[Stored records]
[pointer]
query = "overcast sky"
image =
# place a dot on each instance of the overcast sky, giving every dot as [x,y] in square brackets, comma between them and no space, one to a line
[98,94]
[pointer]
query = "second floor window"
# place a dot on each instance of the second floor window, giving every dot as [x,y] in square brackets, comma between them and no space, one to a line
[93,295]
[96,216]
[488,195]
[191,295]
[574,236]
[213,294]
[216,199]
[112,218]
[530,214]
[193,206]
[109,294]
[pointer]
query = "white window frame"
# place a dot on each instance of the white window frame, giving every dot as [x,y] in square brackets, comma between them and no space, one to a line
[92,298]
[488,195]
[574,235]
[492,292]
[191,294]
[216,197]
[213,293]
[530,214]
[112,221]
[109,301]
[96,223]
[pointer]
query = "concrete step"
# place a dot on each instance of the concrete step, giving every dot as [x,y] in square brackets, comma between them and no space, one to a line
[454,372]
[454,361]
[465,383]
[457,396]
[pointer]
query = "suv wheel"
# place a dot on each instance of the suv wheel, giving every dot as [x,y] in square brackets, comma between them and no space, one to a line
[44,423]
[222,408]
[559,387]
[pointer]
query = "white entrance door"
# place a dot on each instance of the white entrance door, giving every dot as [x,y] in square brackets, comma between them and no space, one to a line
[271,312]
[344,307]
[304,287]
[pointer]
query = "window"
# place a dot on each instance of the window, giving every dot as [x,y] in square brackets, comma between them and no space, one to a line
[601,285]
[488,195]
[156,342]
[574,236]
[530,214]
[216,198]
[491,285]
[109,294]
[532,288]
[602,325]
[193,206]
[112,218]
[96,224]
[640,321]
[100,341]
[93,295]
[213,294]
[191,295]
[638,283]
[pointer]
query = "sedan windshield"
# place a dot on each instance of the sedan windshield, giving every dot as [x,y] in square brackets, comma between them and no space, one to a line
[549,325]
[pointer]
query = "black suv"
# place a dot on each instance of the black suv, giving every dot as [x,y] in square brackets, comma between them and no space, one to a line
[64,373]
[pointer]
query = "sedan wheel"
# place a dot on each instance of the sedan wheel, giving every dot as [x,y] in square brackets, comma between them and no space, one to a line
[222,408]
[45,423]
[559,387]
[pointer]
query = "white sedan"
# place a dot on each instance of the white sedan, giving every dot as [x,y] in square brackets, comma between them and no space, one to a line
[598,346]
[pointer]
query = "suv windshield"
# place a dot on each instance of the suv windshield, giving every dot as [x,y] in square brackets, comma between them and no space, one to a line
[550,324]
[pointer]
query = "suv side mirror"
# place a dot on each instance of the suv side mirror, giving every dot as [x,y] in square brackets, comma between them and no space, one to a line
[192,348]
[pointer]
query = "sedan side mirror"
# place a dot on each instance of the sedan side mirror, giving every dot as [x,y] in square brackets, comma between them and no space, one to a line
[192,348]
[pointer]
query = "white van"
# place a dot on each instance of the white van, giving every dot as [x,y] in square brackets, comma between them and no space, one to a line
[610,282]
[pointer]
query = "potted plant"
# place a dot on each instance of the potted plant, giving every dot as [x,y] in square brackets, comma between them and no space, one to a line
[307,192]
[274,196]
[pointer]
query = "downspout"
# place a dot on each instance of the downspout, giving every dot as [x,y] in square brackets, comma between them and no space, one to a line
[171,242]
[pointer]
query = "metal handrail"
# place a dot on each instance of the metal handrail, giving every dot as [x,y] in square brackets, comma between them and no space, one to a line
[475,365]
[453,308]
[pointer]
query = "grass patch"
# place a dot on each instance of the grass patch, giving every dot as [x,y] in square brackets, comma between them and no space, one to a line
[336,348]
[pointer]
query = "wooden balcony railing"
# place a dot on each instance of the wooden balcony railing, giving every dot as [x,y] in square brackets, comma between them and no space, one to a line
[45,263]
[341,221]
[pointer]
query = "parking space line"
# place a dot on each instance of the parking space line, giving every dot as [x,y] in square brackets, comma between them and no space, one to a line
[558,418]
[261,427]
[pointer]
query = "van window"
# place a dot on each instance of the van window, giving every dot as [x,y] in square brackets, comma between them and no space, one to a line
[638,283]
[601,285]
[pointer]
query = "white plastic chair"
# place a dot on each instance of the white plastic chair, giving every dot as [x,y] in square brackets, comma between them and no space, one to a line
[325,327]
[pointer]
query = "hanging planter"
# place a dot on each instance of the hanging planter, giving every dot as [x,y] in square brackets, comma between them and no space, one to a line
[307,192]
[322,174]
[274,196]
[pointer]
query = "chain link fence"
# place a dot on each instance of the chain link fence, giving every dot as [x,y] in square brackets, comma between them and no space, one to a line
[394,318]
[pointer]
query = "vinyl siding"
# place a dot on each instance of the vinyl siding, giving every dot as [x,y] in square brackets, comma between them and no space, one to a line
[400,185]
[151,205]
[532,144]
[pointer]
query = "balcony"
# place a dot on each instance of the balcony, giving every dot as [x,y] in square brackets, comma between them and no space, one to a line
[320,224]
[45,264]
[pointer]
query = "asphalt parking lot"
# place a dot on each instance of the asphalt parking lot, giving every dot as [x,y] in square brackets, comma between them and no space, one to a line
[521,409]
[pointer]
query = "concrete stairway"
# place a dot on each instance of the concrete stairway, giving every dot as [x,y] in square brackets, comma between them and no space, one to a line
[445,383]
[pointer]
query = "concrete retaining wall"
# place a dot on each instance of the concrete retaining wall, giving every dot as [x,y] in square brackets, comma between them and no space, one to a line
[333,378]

Task details: Which lines in the listing above contain the string "grass"? Report each of them in full, treating case as significant.

Solution:
query = "grass patch"
# place a dot on each instance of the grass patch, giving every dot as [x,y] in square brackets, comma between them and no space, one to a line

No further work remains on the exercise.